◆ **EXTRACTED ENTRIES**:
════════

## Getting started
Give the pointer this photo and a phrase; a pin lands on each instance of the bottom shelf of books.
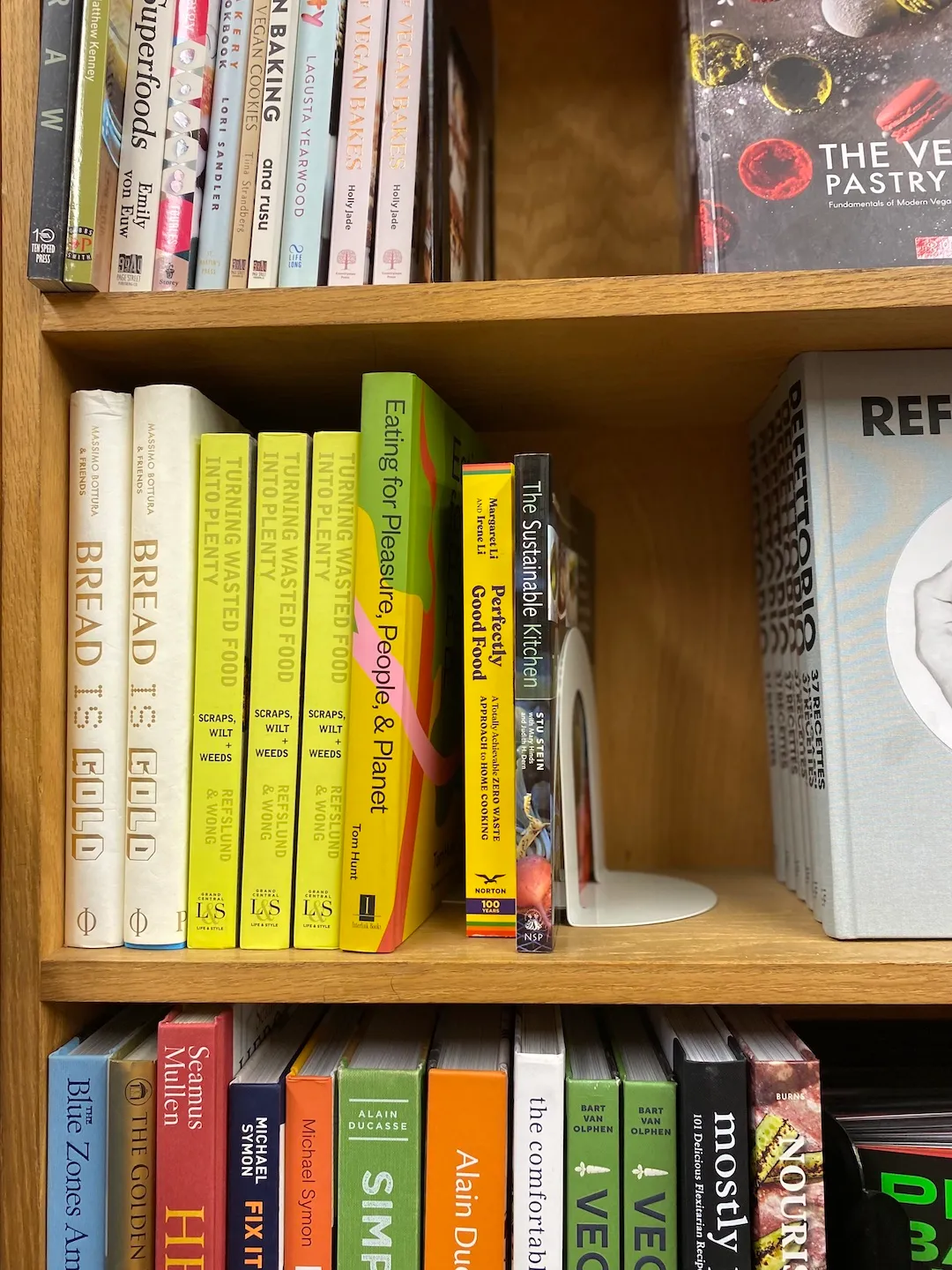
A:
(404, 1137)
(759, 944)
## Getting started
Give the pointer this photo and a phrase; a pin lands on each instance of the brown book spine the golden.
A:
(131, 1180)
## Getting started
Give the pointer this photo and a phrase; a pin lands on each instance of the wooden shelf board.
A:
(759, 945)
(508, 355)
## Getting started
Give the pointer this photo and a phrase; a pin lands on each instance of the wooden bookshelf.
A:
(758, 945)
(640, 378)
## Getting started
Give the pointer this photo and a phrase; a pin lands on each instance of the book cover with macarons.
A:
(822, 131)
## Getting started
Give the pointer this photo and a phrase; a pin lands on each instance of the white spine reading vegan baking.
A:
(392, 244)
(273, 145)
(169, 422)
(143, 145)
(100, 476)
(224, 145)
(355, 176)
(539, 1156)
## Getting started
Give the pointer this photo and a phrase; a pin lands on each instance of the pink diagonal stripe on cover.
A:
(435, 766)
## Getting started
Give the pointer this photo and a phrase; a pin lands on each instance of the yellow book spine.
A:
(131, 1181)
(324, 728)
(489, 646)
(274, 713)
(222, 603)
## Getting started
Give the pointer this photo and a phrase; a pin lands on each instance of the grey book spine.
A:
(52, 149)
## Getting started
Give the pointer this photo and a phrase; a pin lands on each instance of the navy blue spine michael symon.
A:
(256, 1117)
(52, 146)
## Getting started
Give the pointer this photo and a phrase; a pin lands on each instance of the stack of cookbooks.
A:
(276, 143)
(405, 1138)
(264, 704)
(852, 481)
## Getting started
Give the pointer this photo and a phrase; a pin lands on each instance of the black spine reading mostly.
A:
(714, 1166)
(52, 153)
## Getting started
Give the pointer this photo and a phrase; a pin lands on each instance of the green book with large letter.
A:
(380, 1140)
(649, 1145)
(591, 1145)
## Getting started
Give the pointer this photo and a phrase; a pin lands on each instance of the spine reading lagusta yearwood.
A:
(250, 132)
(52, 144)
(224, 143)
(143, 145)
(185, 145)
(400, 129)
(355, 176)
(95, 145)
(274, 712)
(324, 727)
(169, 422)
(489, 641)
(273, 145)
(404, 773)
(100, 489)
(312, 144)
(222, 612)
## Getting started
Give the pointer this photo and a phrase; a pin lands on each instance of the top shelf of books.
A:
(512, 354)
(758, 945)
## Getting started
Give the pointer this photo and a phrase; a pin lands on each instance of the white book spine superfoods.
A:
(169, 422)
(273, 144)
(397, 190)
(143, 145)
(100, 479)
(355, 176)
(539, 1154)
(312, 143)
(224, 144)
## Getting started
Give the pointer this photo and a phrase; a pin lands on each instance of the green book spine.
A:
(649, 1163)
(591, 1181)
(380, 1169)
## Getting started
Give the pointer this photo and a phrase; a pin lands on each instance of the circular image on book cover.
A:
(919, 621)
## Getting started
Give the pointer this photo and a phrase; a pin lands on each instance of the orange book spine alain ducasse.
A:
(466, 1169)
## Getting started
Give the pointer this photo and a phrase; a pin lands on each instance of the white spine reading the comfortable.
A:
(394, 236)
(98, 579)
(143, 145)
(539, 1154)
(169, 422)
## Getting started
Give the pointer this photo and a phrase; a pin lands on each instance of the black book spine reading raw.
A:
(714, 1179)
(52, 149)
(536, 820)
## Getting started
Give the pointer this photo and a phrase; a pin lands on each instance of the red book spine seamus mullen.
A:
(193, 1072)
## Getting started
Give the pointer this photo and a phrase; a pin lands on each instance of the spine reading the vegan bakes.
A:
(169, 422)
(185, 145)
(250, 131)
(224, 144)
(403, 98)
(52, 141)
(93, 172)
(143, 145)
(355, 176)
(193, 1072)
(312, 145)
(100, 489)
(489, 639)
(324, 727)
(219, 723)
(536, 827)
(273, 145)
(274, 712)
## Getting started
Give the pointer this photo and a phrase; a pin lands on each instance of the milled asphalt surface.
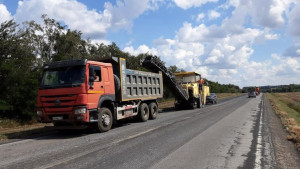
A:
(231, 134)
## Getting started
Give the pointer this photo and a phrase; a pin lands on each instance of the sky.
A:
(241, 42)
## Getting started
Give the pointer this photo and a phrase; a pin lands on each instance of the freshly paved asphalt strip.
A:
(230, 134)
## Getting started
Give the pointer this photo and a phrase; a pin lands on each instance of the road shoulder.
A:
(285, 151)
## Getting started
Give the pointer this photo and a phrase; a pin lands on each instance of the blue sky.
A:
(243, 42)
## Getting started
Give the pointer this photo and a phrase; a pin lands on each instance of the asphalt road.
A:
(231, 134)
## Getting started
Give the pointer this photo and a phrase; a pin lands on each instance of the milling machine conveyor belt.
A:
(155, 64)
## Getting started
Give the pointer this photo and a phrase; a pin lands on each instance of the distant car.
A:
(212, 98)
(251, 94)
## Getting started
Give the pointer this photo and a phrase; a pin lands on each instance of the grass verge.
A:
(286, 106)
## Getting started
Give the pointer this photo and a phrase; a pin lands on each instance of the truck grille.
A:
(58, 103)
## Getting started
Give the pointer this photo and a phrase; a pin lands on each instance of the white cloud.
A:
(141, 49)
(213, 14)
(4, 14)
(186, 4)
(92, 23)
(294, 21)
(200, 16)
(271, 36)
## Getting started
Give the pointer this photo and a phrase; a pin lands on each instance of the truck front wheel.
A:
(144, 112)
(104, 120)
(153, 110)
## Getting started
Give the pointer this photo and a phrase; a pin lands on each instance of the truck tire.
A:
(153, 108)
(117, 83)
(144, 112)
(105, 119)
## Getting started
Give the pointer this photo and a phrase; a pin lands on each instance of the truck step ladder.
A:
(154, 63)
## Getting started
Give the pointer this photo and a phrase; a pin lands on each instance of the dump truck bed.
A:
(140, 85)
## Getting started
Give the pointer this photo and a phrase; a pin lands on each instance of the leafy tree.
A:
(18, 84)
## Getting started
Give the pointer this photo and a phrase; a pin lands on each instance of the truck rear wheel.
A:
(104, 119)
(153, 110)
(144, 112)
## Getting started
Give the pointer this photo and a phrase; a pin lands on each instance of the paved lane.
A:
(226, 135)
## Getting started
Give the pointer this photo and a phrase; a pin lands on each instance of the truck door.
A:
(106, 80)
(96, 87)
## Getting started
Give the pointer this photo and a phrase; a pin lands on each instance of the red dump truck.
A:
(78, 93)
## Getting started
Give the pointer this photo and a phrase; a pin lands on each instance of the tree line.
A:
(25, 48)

════════

Above are the records; reproduce them exactly and leave out the pictures.

## Getting started
Give the pointer this photo and a phrase; a pin lands on each instance of the bottom shelf of books.
A:
(404, 1137)
(759, 944)
## Getting started
Give the pointer this photo and a phrase; a pin lands on each instance of the brown book spine the golden.
A:
(131, 1180)
## Getting started
Give the pointer this photo and a phrase; a pin lands on each instance of the wooden shelf board.
A:
(759, 945)
(508, 355)
## Getting started
Give the pointer this photo and a phrase; a pin lands on each instance of the wooden bookshelf.
A:
(758, 945)
(640, 378)
## Getting started
Give the pointer this photo and a phrase; a pin lands on each instance of the book cover with macarons.
A:
(822, 131)
## Getting started
Give the pointer this photo and a phrase; a pin lands on each instance of the white spine reading vegan baking.
A:
(392, 244)
(273, 145)
(169, 422)
(143, 145)
(100, 476)
(224, 145)
(355, 176)
(539, 1156)
## Getting started
Give the pointer this photo and a phrase; a pin lands on each instance of the pink diagonal stripe on cover.
A:
(435, 766)
## Getting started
Give the pointer this photo and a phrase; a pin lands on each instance of the yellow book spine.
A:
(131, 1181)
(324, 728)
(489, 646)
(274, 713)
(222, 603)
## Getting started
Give the pointer this photo and a phrase; a pin lands on each instance of the grey book spine.
A:
(52, 149)
## Getting started
Give the pointer this photo and a phrase; a pin lands on each instance of the navy blue spine michael symon.
A:
(256, 1117)
(52, 146)
## Getting started
Give the pointer this photo and a phrase; a pin lands on each instance of the stack of cookbooks.
A:
(276, 143)
(405, 1138)
(264, 704)
(852, 481)
## Getting started
Give the pointer this photo and a phrase; a pin lands on each instance of the black spine reading mostly.
A:
(714, 1166)
(52, 153)
## Getting started
Give the pointer this photo and a phrase; a pin lands on each instance of the green book with large letter.
A:
(380, 1140)
(649, 1145)
(591, 1145)
## Getting started
Give the pointer this photo and a phrase; a pin lands on each instance of the spine reading lagusta yearwood.
A:
(250, 132)
(52, 144)
(224, 143)
(143, 145)
(185, 145)
(400, 129)
(355, 176)
(95, 145)
(274, 712)
(324, 727)
(169, 422)
(489, 641)
(273, 145)
(404, 773)
(100, 489)
(312, 144)
(222, 612)
## Getting started
Give the pointer this photo and a phrase; a pin lands on each instance of the top shelf of books.
A:
(512, 354)
(758, 945)
## Getting started
Give the pointer this photo and a phrase; a pin lands on each instance of the white book spine superfoods.
A:
(169, 422)
(273, 144)
(397, 190)
(143, 145)
(100, 479)
(355, 176)
(539, 1154)
(312, 143)
(224, 144)
## Getting started
Give the pointer this photo and a phrase; a pin lands on each instance of the green book spine.
A:
(649, 1163)
(591, 1181)
(380, 1169)
## Getting started
Give the pointer this photo and a phrase; a pin lands on each instance of the circular image on book cover.
A:
(919, 621)
## Getting started
Give the pointer this photo and a phrase; a pin lands on each instance of the orange book spine alain ducasse.
A:
(466, 1169)
## Getting started
Give the pointer this photo and a phrase; a pin lands on each instance of the white spine reading the comfortable.
A:
(394, 236)
(98, 579)
(143, 145)
(539, 1154)
(169, 422)
## Getting started
Give the pointer this photo and a phrase; a pin lands on each instance of the black book spine reading raw.
A:
(714, 1179)
(52, 149)
(536, 820)
## Getting started
Give the pointer this photo and a phrase; a pin lands on each instance of the red book spine seamus mullen.
A:
(193, 1072)
## Getting started
Give the pointer this photo and a phrase; a pin lands on each instance of the spine reading the vegan bakes.
A:
(169, 422)
(185, 145)
(250, 131)
(224, 144)
(403, 98)
(52, 141)
(93, 172)
(143, 145)
(355, 176)
(193, 1072)
(312, 145)
(100, 489)
(489, 639)
(324, 727)
(219, 723)
(536, 827)
(273, 145)
(274, 712)
## Getting started
Give the pointer this photo and a phrase; a pin lands on each instance of the milled asphalt surface.
A:
(231, 134)
## Getting started
Give the pointer this photo and a phrase; a pin lands on each instance of the sky.
A:
(241, 42)
## Getting started
Give the pointer this photo and a phrase; a pin lands on each instance of the freshly paved asphalt strip.
A:
(230, 134)
## Getting started
Give the pointer this photo and a phrase; a pin lands on each instance of the road shoulder.
A:
(285, 151)
## Getting started
Give the pointer this photo and a phrase; a pin lands on each instance of the blue sky.
A:
(243, 42)
## Getting started
Give the pointer this photo and a phrase; a pin lands on each instance of the asphalt road.
A:
(231, 134)
## Getting started
Give the pointer this photo and a phrase; a pin lands on each instance of the milling machine conveyor belt.
A:
(155, 64)
## Getting started
Give the pointer this photo and a phrase; a pin lands on each instance of the distant car.
A:
(212, 98)
(251, 94)
## Getting started
Give the pointer this photo and a phrase; a pin lands on each instance of the grass verge.
A:
(286, 106)
## Getting started
Give the pointer this photo and a phrase; a pin lands on each instance of the truck grille.
A:
(58, 103)
## Getting started
Give the pointer this photo and a phrase; a pin lands on each instance of the white cloud.
A:
(141, 49)
(213, 14)
(4, 14)
(186, 4)
(92, 23)
(294, 21)
(200, 16)
(271, 36)
## Getting started
Give the pointer this photo and a phrase; a pin lands on each instance of the truck front wheel.
A:
(144, 112)
(104, 120)
(153, 110)
## Getting started
Give the pointer this photo and a phrase; a pin lands on each instance of the truck tire.
A:
(153, 108)
(117, 83)
(144, 112)
(105, 119)
## Getting started
Give the pointer this photo and a phrase; a pin lands on each instance of the truck step ladder.
A:
(154, 63)
## Getting started
Give the pointer this photo and a phrase; a pin lands on each instance of the dump truck bed.
A:
(140, 85)
## Getting started
Give the pointer this photo and a phrase; a pin lands on each instance of the leafy tree.
A:
(18, 84)
## Getting started
Give the pointer this photo and a phrase; a pin lands on each instance of the truck rear wheel.
A:
(104, 119)
(153, 110)
(144, 112)
## Getting started
Give the pointer this photo and a phrase; a pin lands on each instance of the paved lane.
A:
(226, 135)
## Getting started
Give the pointer this photo and a phrase; a pin lands on each instance of the truck door.
A:
(106, 80)
(96, 87)
## Getting started
Give the pointer this photo and a phrase; a pin lands on each instance of the red dump truck.
A:
(78, 93)
## Getting started
Give the pointer this photo and a phrase; a pin lands on each instance of the tree line.
A:
(25, 48)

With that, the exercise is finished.